REQUIRED WORK » Of the entries below, copy only those lines that contain the word "mountain".

Segment Start: INPUT RECORDS

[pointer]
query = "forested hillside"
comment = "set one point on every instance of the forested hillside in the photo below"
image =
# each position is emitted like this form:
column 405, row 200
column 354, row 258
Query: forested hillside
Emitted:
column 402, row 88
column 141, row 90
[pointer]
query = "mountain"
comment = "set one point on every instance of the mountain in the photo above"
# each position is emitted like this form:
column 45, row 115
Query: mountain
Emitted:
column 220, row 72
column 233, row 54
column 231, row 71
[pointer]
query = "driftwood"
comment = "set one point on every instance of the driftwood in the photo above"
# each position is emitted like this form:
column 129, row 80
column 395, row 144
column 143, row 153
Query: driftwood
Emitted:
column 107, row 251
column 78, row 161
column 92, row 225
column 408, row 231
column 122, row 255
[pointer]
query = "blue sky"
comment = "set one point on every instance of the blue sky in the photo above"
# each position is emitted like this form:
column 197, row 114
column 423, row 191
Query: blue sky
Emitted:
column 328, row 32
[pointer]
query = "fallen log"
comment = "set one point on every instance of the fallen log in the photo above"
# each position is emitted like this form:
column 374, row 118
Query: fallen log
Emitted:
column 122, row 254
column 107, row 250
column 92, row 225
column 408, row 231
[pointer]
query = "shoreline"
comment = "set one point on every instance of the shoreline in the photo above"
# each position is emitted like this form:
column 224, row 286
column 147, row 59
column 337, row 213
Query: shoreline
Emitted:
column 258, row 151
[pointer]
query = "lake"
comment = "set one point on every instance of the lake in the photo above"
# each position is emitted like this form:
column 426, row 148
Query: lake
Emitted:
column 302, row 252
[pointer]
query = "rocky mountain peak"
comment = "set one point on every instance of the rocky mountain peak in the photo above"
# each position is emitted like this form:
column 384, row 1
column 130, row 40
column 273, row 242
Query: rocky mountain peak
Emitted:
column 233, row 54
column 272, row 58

Segment End: INPUT RECORDS

TASK SOLUTION »
query = "mountain"
comment = "set one point on every instance of the mountain in the photo above"
Query: mountain
query = "rocky mountain peak"
comment = "set one point on every instance of the rocky mountain peak in the photo above"
Query: rocky mountain peak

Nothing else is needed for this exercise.